◆ **MATERIAL PROVIDED**:
***

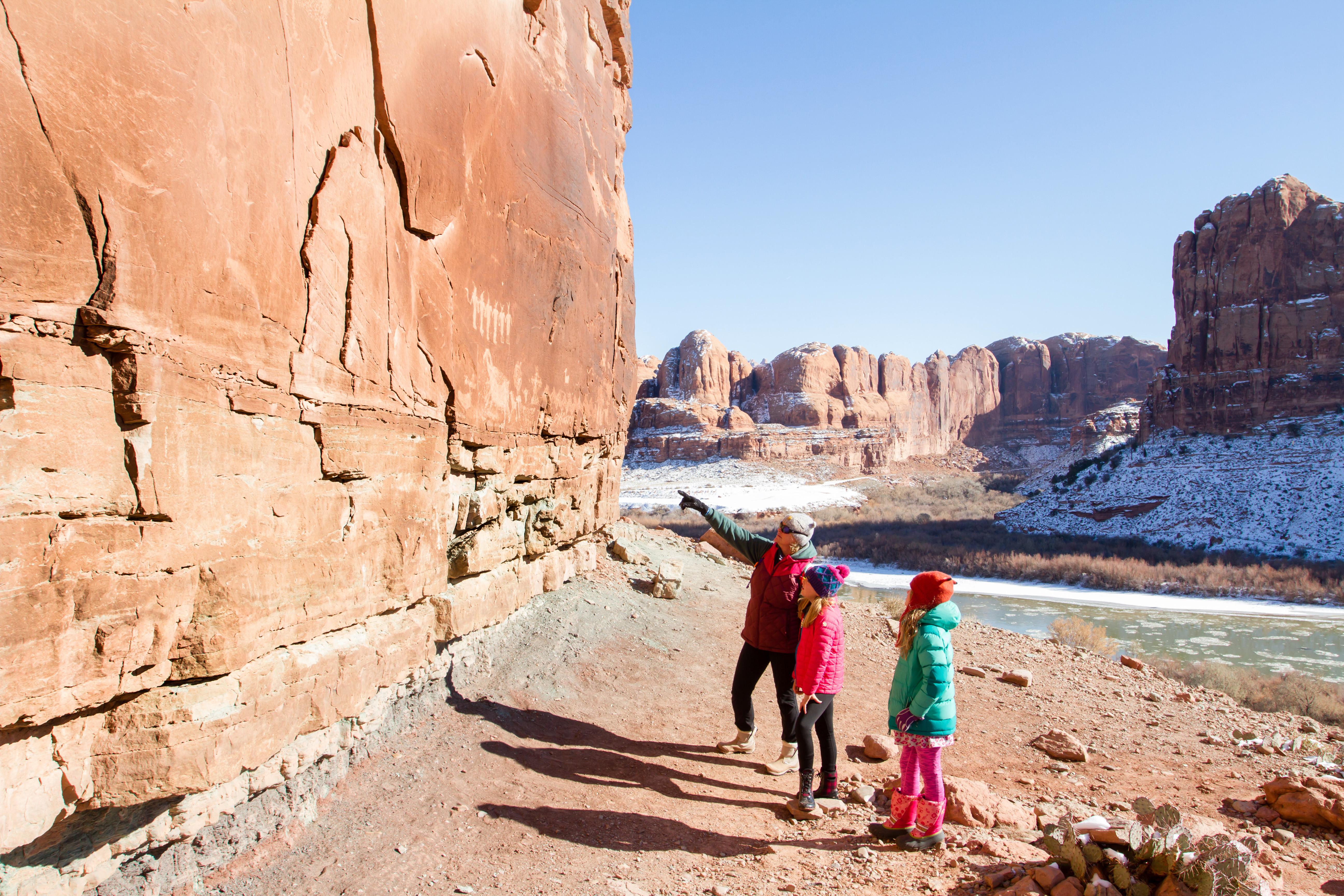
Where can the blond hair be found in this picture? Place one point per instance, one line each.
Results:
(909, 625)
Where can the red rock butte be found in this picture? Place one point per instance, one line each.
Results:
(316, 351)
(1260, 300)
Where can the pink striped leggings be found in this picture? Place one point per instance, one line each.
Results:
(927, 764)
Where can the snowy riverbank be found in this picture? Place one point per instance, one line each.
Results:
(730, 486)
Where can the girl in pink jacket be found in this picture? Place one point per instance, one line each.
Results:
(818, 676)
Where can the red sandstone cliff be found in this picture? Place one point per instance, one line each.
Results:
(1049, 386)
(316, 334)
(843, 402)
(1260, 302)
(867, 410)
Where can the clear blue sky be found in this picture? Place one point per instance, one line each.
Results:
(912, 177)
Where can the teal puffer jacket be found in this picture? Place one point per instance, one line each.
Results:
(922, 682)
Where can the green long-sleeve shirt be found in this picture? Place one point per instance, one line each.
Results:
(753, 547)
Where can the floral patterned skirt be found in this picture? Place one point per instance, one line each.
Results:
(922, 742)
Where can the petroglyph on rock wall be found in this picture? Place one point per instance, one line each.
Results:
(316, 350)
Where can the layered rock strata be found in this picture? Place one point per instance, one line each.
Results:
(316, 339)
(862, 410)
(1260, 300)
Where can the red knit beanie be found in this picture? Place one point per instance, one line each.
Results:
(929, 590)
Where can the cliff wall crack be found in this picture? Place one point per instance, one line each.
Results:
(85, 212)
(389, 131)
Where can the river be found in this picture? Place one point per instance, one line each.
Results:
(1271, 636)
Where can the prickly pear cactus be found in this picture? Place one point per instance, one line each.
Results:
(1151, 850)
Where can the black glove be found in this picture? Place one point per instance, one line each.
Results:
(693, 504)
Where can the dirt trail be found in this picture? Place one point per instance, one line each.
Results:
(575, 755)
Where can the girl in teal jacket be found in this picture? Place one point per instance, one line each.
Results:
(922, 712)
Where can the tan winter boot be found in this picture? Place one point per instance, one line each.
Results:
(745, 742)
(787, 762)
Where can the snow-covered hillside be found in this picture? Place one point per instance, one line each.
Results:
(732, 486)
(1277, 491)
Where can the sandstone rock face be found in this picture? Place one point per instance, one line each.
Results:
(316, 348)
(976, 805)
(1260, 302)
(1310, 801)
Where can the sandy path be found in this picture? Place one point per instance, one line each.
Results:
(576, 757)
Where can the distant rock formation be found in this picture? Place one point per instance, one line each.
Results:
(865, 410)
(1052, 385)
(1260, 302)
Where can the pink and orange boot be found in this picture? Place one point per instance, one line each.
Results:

***

◆ **ACTIVITY**:
Reply with the number of lines in the preceding entries that contain "jacket", and no other words.

◆ **SOLUTION FOR THIS PROBLEM**:
3